--- Begin PASSAGE ---

The following commit has been merged into the x86/asm branch of tip:

Commit-ID:     ebcd580bed4a357ea894e6878d9099b3919f727f
Gitweb:        https://git.kernel.org/tip/ebcd580bed4a357ea894e6878d9099b3919f727f
Author:        Brian Gerst <brgerst@gmail.com>
AuthorDate:    Mon, 20 Jul 2020 13:49:22 -07:00
Committer:     Thomas Gleixner <tglx@linutronix.de>
CommitterDate: Thu, 23 Jul 2020 11:46:42 +02:00

x86/percpu: Clean up percpu_cmpxchg_op()

The core percpu macros already have a switch on the data size, so the switch
in the x86 code is redundant and produces more dead code.

Also use appropriate types for the width of the instructions.  This avoids
errors when compiling with Clang.

Signed-off-by: Brian Gerst <brgerst@gmail.com>
Signed-off-by: Nick Desaulniers <ndesaulniers@google.com>
Signed-off-by: Thomas Gleixner <tglx@linutronix.de>
Tested-by: Nick Desaulniers <ndesaulniers@google.com>
Tested-by: Sedat Dilek <sedat.dilek@gmail.com>
Reviewed-by: Nick Desaulniers <ndesaulniers@google.com>
Acked-by: Linus Torvalds <torvalds@linux-foundation.org>
Acked-by: Peter Zijlstra (Intel) <peterz@infradead.org>
Acked-by: Dennis Zhou <dennis@kernel.org>
Link: https://lkml.kernel.org/r/20200720204925.3654302-9-ndesaulniers@google.com

---
 arch/x86/include/asm/percpu.h | 58 ++++++++++------------------------
 1 file changed, 18 insertions(+), 40 deletions(-)

--- End PASSAGE ---
--- Begin SUPPLIED ENTRIES ---

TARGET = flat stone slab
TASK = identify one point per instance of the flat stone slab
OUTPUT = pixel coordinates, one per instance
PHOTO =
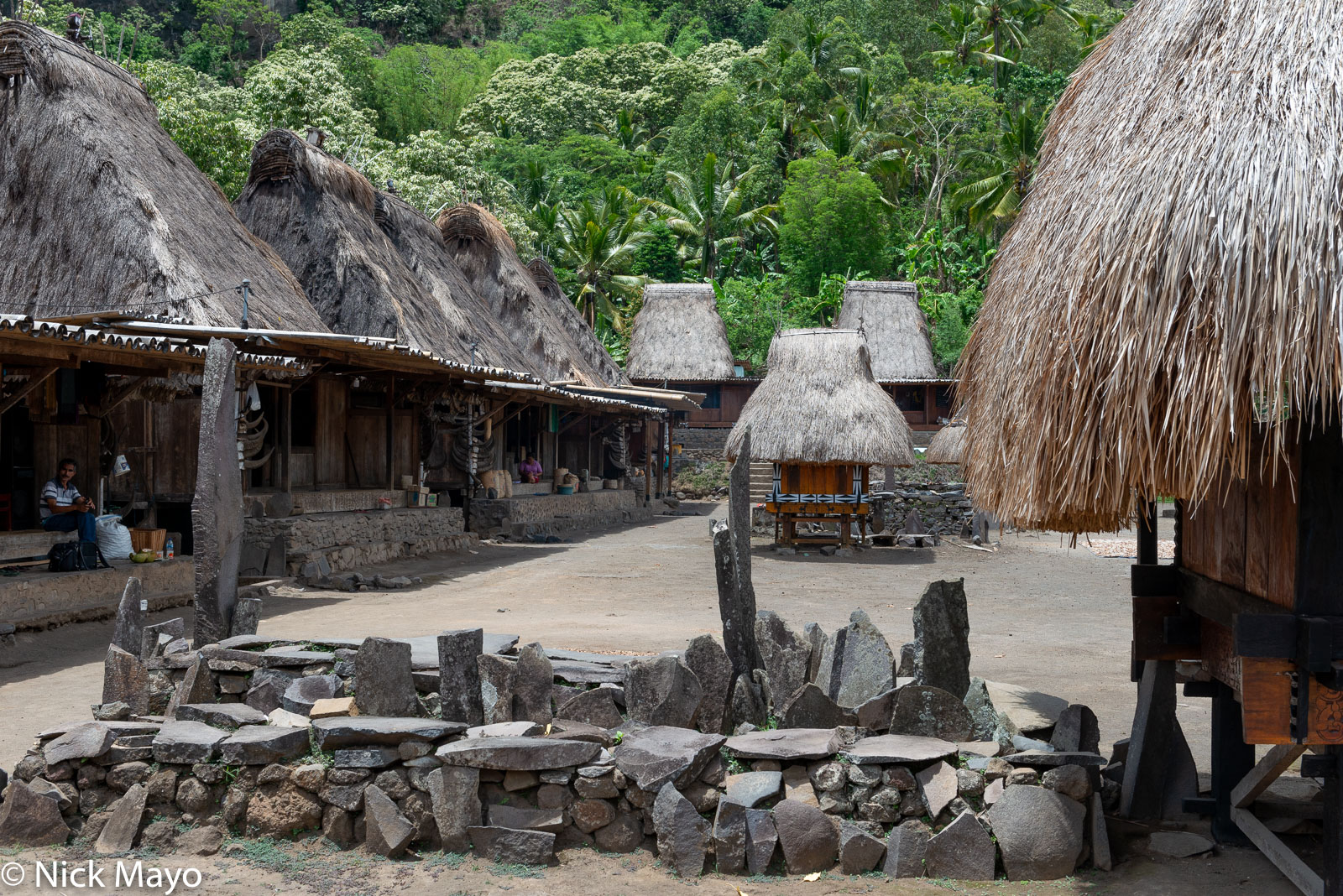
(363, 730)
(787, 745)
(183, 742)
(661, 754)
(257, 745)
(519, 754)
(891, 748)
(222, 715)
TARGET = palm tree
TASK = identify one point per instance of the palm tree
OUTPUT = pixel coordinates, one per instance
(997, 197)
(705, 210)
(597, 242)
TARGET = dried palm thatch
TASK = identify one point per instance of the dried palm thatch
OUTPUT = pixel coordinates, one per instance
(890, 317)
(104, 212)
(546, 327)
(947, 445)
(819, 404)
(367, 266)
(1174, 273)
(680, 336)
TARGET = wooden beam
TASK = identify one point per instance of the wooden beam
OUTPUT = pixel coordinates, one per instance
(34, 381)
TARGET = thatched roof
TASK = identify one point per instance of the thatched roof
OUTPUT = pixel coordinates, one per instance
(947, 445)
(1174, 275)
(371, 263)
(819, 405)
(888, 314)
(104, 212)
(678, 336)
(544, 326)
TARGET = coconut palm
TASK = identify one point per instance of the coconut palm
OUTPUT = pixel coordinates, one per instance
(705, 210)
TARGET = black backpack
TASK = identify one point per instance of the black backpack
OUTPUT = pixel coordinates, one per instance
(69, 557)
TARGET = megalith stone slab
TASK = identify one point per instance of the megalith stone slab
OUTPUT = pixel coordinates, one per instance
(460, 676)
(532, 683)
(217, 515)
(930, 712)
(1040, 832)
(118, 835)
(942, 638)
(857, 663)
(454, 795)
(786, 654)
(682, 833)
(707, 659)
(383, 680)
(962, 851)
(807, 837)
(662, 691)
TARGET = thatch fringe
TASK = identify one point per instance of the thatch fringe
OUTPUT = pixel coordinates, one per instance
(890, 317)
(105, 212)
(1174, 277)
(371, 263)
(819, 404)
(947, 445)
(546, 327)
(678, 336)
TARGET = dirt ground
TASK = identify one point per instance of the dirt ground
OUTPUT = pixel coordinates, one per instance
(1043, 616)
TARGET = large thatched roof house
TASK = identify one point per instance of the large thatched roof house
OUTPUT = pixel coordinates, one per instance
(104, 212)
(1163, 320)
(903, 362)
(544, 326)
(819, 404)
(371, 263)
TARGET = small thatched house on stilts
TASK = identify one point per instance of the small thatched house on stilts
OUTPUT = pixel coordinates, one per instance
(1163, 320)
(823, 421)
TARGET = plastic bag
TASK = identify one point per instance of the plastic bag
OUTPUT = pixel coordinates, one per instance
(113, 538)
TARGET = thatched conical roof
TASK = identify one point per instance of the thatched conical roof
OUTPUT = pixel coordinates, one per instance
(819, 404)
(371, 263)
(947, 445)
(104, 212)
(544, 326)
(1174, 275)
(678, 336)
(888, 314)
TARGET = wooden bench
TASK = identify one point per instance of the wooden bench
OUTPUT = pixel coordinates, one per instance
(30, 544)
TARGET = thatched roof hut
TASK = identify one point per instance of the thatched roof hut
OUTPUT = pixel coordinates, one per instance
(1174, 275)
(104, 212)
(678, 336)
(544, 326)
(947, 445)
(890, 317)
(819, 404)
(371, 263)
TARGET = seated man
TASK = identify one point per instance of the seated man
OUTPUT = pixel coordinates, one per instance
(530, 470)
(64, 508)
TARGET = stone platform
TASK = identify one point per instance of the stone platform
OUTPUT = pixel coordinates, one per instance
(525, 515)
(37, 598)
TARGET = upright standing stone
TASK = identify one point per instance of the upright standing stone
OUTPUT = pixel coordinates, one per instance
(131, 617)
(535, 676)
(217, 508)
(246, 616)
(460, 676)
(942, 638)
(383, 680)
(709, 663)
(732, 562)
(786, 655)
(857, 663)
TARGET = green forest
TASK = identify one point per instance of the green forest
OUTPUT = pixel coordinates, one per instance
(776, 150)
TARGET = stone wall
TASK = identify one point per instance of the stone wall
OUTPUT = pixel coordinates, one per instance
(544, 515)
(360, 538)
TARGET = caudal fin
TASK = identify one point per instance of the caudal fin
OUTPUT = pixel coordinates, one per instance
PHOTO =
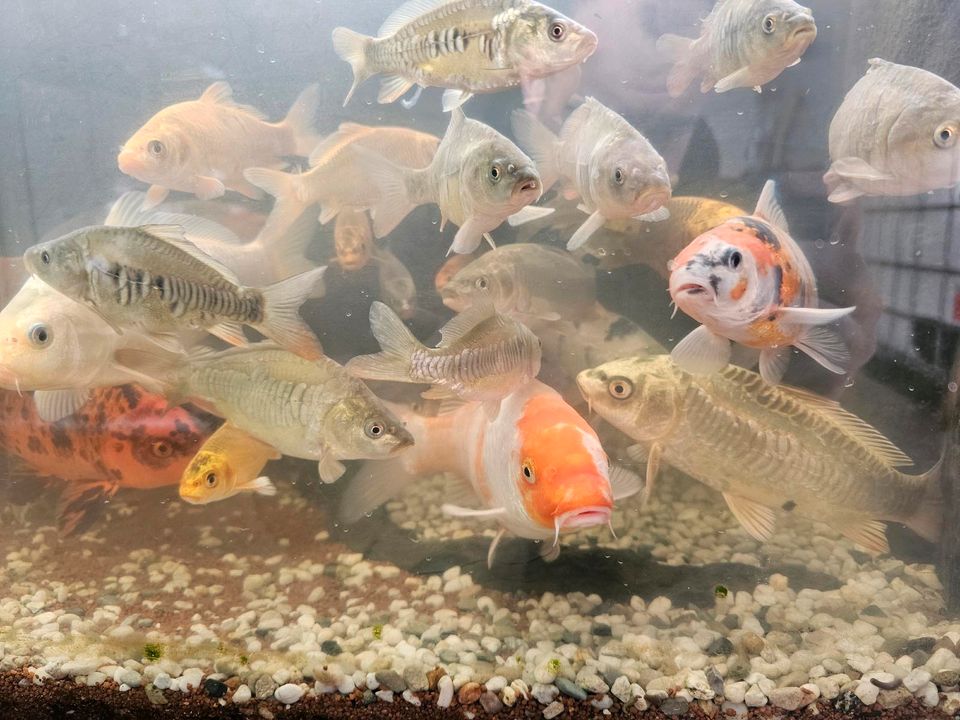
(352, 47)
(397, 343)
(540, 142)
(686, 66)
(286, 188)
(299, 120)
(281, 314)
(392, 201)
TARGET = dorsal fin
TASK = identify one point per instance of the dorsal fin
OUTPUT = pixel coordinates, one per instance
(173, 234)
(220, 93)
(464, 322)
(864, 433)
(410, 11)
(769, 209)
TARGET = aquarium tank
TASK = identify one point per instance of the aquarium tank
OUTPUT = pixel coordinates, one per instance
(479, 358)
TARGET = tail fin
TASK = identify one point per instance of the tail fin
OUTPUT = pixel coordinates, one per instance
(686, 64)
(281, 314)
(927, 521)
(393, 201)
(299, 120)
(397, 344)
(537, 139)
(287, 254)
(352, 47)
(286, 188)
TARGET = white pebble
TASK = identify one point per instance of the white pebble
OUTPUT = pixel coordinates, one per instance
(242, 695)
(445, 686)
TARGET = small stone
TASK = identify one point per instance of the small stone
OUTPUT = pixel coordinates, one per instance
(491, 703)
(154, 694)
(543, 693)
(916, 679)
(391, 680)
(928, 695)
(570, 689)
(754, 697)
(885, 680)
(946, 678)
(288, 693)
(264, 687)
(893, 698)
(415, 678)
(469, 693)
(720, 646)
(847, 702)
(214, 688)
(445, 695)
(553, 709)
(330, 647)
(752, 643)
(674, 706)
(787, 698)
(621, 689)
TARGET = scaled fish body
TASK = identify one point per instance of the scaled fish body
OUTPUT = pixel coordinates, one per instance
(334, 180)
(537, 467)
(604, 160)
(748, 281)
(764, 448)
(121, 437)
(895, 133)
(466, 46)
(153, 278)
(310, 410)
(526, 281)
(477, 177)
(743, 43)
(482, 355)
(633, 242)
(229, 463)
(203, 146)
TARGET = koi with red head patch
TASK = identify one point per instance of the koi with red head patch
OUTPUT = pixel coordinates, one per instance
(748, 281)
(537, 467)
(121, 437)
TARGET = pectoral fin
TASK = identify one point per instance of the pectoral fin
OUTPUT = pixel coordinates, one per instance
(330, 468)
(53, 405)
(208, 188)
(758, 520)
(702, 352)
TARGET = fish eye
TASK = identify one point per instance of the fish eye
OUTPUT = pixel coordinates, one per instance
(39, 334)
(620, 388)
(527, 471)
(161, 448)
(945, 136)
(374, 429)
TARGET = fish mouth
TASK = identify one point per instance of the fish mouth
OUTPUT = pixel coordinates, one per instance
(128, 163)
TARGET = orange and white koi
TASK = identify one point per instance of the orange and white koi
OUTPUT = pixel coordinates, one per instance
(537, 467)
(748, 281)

--- End SUPPLIED ENTRIES ---

- TASK -
Reproduce the commit notice word for word, starting at "x86/percpu: Clean up" and continuing up to and including "compiling with Clang.".

- SOLUTION TO THE PROBLEM -
x86/percpu: Clean up percpu_cmpxchg_op()

The core percpu macros already have a switch on the data size, so the switch
in the x86 code is redundant and produces more dead code.

Also use appropriate types for the width of the instructions.  This avoids
errors when compiling with Clang.